Opinião
“Se o homem
desaparecesse por completo da superfície do planeta este ficaria mais bonito.
Reconhecer isto é reconhecer um fracasso. Talvez, depois que tudo serenar, a
humanidade perceba que é possível um outro começo, mais próximo dos sonhos de
Greta, com menos aviões, menos consumo, trabalho a partir de casa, mais
solidariedade e mais harmonia.” [Jose Eduardo Agualusa -Jornal O Globo - 21/03/2020)
Esse é um trecho de artigo publicado pelo escritor angolano sobre as
ironias e paradoxos decorrentes da pandemia coronavírus. A “Greta” citada no
texto é a menina sueca Greta Thunberg, ativista ambiental cujo protesto viralizou na
internet.
O artigo é interessante, o que não é uma novidade considerando seu autor,
mas impliquei com a parte que destaquei. Não há como discordar do sonho
utópico, mas não compartilho da mesma expectativa. Impliquei porque tenho ouvido outras pessoas repetirem
essa expectativa de “conversão social” que, para mim, chega a ser pueril. Salvo
se estiverem imaginando que a crise virótica levará a humanidade ao limiar da extinção.
É duro aceitar, mas o sonho utópico que compartilhamos traz consigo o imperativo
de uma mudança radical e revolucionária das relações sociais, especificamente
no modo de produção e distribuição das riquezas. Sendo enxuto e direto: uma
superação do modo de produção capitalista. Porém, até o momento, tudo que assistimos
nega essa possibilidade. Ao contrário, o que estamos vendo é a reafirmação dos
valores capitalistas, mesmo diante da crise.
A leitura atenta das notícias mostra que as determinações governamentais
em quase todos os países, sem risco de erros, apontam para o suporte e
sustentação dos valores capitalistas dominantes no período pré-virus. Isso não
mudou. Está nos jornais, nas margens das notícias apavorantes sobre o avanço da
contaminação.
***
- Atividades propostas:
(1) Segundo o texto de opinião sobre a pandemia, quem é a "Greta" mencionada no trecho citado?
(2) Indique se cada afirmação concorda com o texto de opinião sobre a pandemia, respondendo sim ou não e citando as palavras do texto que decidem a questão.
(a) O autor do texto compartilha a expectativa de que a humanidade terá um outro começo.
(b) As determinações governamentais apontam para a sustentação dos valores capitalistas anteriores ao vírus.
(c) Agualusa é um escritor moçambicano.
(3) Prossiga o texto de opinião sobre a pandemia a partir do ponto em que ele termina.

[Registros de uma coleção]
***
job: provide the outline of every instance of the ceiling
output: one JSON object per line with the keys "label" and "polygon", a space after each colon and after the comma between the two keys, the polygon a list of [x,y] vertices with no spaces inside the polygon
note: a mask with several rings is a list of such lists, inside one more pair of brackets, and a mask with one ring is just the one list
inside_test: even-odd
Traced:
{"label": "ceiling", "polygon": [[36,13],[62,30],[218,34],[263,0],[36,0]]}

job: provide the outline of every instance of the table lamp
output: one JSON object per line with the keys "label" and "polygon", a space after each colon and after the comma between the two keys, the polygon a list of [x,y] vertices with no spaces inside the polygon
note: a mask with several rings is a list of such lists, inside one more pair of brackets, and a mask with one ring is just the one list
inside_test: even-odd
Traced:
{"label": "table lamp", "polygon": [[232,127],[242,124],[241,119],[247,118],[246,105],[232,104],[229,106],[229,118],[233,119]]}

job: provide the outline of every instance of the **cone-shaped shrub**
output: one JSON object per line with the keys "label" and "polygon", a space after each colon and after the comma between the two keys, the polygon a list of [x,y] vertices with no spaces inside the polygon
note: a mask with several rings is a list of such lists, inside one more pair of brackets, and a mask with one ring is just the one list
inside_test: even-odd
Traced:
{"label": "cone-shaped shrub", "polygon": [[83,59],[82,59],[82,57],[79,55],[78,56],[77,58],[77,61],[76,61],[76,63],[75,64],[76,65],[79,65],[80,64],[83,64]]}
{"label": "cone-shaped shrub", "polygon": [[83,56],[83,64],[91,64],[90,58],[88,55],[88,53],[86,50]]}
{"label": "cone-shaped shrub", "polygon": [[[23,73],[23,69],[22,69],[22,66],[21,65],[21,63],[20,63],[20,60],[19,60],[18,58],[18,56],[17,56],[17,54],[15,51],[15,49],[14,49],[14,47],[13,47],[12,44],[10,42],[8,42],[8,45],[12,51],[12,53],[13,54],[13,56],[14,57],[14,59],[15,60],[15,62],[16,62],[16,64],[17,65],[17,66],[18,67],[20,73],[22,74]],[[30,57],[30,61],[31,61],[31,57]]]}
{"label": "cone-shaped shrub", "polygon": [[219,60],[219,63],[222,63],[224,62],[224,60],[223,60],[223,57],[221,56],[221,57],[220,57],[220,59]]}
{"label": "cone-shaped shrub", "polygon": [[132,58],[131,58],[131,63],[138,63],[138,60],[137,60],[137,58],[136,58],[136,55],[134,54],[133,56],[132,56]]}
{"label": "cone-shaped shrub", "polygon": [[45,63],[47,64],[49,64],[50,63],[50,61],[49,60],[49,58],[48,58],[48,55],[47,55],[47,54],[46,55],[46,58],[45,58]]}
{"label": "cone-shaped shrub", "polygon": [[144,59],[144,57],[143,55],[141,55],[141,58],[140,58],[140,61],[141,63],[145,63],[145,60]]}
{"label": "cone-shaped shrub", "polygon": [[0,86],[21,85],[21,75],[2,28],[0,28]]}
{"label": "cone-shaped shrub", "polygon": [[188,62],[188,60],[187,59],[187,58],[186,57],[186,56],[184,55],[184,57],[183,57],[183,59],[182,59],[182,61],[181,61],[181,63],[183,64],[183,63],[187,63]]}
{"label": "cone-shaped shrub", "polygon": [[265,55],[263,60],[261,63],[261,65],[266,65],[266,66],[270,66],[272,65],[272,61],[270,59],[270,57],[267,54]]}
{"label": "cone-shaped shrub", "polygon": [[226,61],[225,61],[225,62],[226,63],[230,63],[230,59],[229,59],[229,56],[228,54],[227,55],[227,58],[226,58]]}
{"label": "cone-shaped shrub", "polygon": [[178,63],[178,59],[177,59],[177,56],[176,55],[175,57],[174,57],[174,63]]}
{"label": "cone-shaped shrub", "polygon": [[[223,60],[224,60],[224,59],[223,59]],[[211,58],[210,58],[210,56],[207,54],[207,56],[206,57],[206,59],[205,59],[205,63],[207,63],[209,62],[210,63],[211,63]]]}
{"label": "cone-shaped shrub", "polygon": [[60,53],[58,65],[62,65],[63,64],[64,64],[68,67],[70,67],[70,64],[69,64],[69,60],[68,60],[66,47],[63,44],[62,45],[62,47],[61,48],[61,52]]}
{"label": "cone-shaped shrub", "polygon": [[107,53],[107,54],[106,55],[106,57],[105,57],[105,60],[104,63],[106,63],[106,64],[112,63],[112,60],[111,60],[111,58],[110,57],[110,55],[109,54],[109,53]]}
***
- Gabarito:
(1) É a menina sueca Greta Thunberg, ativista ambiental cujo protesto viralizou na internet.

(2)
(a) Não: "mas não compartilho da mesma expectativa".
(b) Sim: "apontam para o suporte e sustentação dos valores capitalistas dominantes no período pré-virus".
(c) Não: "pelo escritor angolano".

(3)
Partidos assumidos como radicalmente neoliberais pedem verbas públicas
para reforçar capital de giro das empresas; especuladores de fundos financeiros
são elogiados por seus ganhos no período do corona; socorro aos bancos são 11
vezes mais do que os direcionados a população mais pobre; o SUS disputa caixa
com empresas em busca de capital de giro, e a mais recente: governo chegou a
autorizar as demissões “temporárias” por 4 meses (está voltando atrás após a
repercussão do absurdo da medida).
Todas as medidas apontam para suporte ao capital e às corporações do
sistema capitalista cujos mecanismos estão tão ativos como sempre. Movimentações
financeiras especulativas de toda a natureza, a busca de apropriação oportuna
de recursos e a corrida por abrigo nos cofres públicos desses picaretas. Liberais
de meias tigelas.
Não nos enganemos. Sairemos da crise,
mas precisamos sair fortes e organizados para a luta política e as
transformações que queremos. Não se trata de luta do bem contra o mal, mocinho
contra bandido, nem de arrependimentos
e conversão de consciências. Trata-se da necessidade de superar um modo de
produção que foi engendrado pela própria sociedade, mas que não tem futuro. Um
sistema sem espaço para sonhos nem para a felicidade que só terão alguma chance
em uma sociedade que deixe o capitalismo para trás.